**Goal of the exercise:**
From the post on static alternatives to interactive visualizations, extract the passage starting at "Physical space and" and ending at "of the visualization.", copied word for word.

**Excerpted text:**
┄┄┄┄┄┄┄┄┄┄┄┄┄┄┄┄┄┄┄┄

I was rewarded for my patience: the zig-zag was caused by a Wikipedia edit war about Surrealist chocolate sculptures. From an accuracy perspective, I’m not sure one editing war should have dictated the entire shape of the visualization, but it’s a hell of an attention-getter.
How: One thing at a time
Xaquín also showed an early interactive graphic that illustrated the mechanism behind a common medication. The reader clicked through a series of short annotated animations, showing each step of the medication in action. In my experience, setting my own pace and having a chance to absorb one piece of information before moving on really helps to understand a new idea or process.
I first saw Nigel Holmes’ illustrations about the Higgs-Boson field as a series of still images with captions beneath them, laid out like a series of single-panel cartoons:
Printed in Visual Journalism. Distortion comes from taking a picture of a book, not the graphic itself.
As it turns out, the graphic is actually animated (and interactive–Xaquín was involved in the project as well). However, that print version provided much of the same experience. It was half illustration, half explainer. The depictions of bare fields and falling snowflakes were incredibly striking to me: they didn’t deliver additional information, but they did give me a visual landing space so that I had time to absorb unfamiliar ideas instead of racing through the text.
Physical space and structure in still graphics may be a way to pace consumption of information and make unfamiliar ideas approachable, in much the same way that an animated interactive tour of a cell can make the abstract tangible.
Why: Search and identify
How: Well, That Depends
Thus far I’ve focused on interactivity for communication and entertainment, but that’s a narrow view. Interactive visualizations don’t need a hook when they’re used as tools for research, medical diagnostics, engineering, and so on. When the goal is to identify points of interest, explore data, and search for specific values, a hook can hinder a user by artificially narrowing the scope and focus of the visualization.
The magic of interactivity in these cases is the ability to examine fine-grained details of some part of the data, without losing access to the whole. Unfortunately, static images don’t improve their resolution upon zoom. The only way to make all the fine details of a dataset available is to make all the fine details of that dataset available all the time. The z-score tables at the back of a statistics textbook aren’t sexy, but they accomplish the task at hand.
Tables are great for finding specific individual values, but they’re difficult if the user doesn’t already know what they’re looking for. If a little bit of detail can be lost, though, capturing categorical differences through color can enable large-scale comparisons. Howard Wainer reprinted a “pantyhose” chart in Picturing the Uncertain World that facilitates mass comparisons between standardized math scores in different states. The table should be read in vertical columns, with the different shades of gray indicating which states have statistically different results from each other.
Originally from the National Compendium for the NAEP 1992 Mathematics Assessment for the Nation and the State
In the case of industrial interactivity, the replacement for an interactive computer system may very well be a tome of notable comparisons, followed by a reference section of tables (and also demonstrating that any sufficiently long blog post will eventually re-invent the book). However, there’s no one-size-fits all solution: if interactivity isn’t an option for an exploration- or search-focused visualization, a functional static visualization will depend heavily on the specific tasks a user is trying to accomplish.
And that’s true across the board. Well, it depends isn’t limited to search, exploration, and identification. Any alternative for interactivity needs to be a bespoke solution based on the intersection of data, task, audience, and experience. This post is full of examples, not answers. The only universal prescription I can write for myself is to get into the data and see what works.

┄┄┄┄┄┄┄┄┄┄┄┄┄┄┄┄┄┄┄┄

**Data listing:**
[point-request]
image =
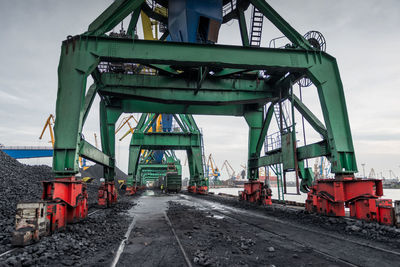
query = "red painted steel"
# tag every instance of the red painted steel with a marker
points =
(192, 189)
(361, 196)
(202, 190)
(131, 190)
(67, 201)
(107, 194)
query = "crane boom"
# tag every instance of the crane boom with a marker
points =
(49, 123)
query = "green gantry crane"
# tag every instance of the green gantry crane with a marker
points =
(207, 79)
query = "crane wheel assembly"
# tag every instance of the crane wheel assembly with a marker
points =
(64, 201)
(256, 192)
(361, 196)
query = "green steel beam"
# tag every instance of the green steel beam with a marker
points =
(187, 54)
(113, 15)
(140, 106)
(255, 121)
(133, 23)
(178, 120)
(273, 16)
(304, 152)
(89, 98)
(243, 27)
(310, 117)
(90, 152)
(265, 127)
(164, 82)
(165, 141)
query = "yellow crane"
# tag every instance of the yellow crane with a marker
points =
(49, 124)
(211, 163)
(95, 140)
(229, 169)
(125, 121)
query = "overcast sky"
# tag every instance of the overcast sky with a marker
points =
(363, 35)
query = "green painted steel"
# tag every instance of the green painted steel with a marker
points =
(142, 139)
(230, 86)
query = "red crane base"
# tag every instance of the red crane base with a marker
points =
(256, 192)
(192, 189)
(64, 201)
(202, 190)
(361, 196)
(131, 190)
(107, 194)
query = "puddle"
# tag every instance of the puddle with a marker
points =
(218, 217)
(148, 193)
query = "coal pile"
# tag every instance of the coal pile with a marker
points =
(18, 182)
(91, 242)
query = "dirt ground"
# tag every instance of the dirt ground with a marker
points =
(212, 231)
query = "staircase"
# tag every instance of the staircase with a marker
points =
(285, 116)
(257, 19)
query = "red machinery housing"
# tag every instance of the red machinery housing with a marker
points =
(202, 190)
(256, 192)
(64, 201)
(192, 189)
(361, 196)
(131, 190)
(107, 194)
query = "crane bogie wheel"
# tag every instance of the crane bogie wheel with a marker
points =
(316, 40)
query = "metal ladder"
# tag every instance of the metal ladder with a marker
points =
(203, 156)
(257, 19)
(277, 169)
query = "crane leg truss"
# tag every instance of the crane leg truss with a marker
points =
(204, 79)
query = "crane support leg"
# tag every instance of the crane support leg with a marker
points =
(254, 190)
(107, 194)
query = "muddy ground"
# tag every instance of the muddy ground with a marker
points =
(388, 235)
(215, 240)
(213, 231)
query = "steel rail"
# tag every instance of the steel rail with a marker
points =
(189, 264)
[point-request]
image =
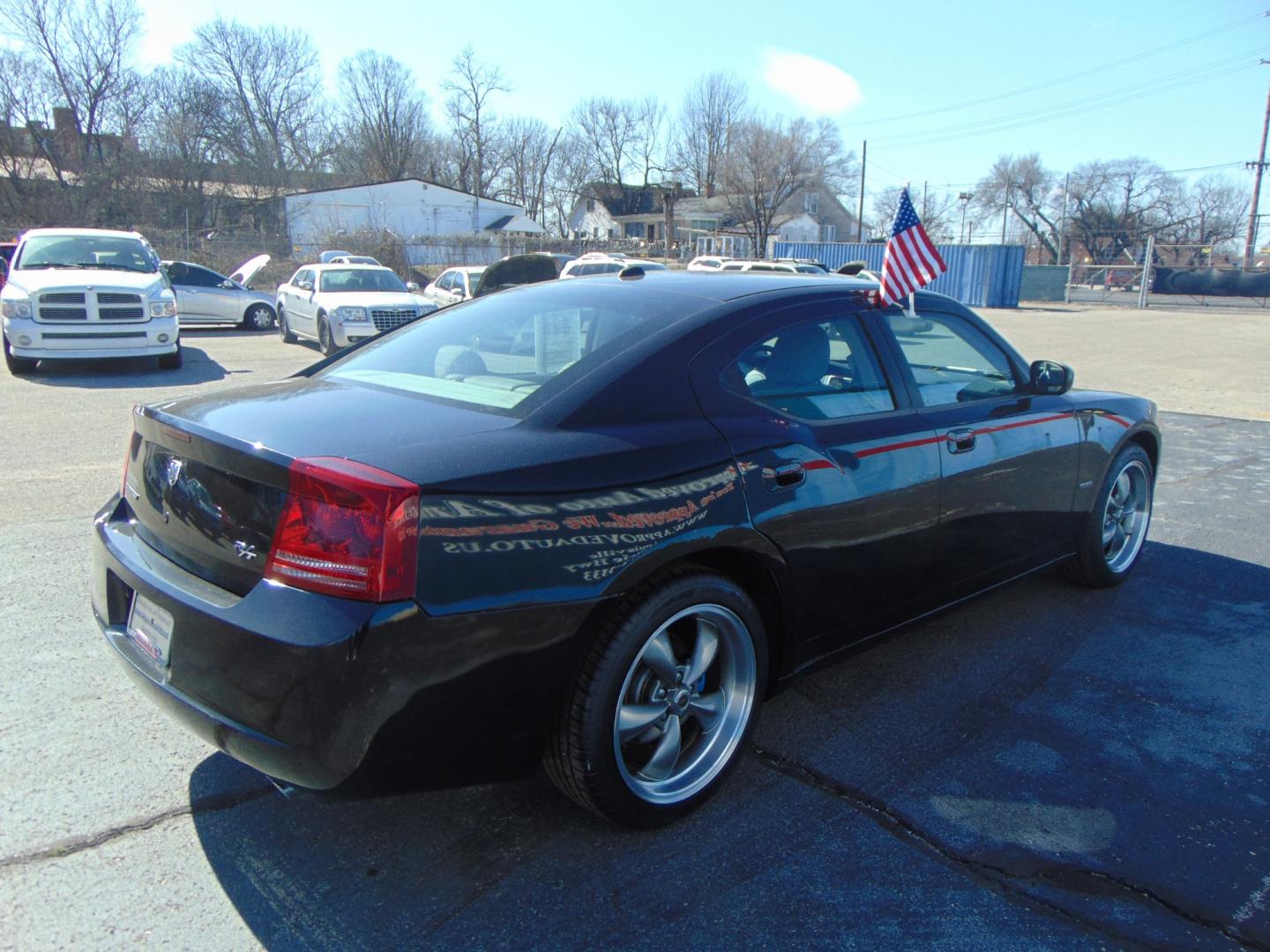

┄┄┄┄┄┄┄┄┄┄┄┄┄┄┄┄┄┄┄┄

**Output of the exercise:**
Physical space and structure in still graphics may be a way to pace consumption of information and make unfamiliar ideas approachable, in much the same way that an animated interactive tour of a cell can make the abstract tangible.
Why: Search and identify
How: Well, That Depends
Thus far I’ve focused on interactivity for communication and entertainment, but that’s a narrow view. Interactive visualizations don’t need a hook when they’re used as tools for research, medical diagnostics, engineering, and so on. When the goal is to identify points of interest, explore data, and search for specific values, a hook can hinder a user by artificially narrowing the scope and focus of the visualization.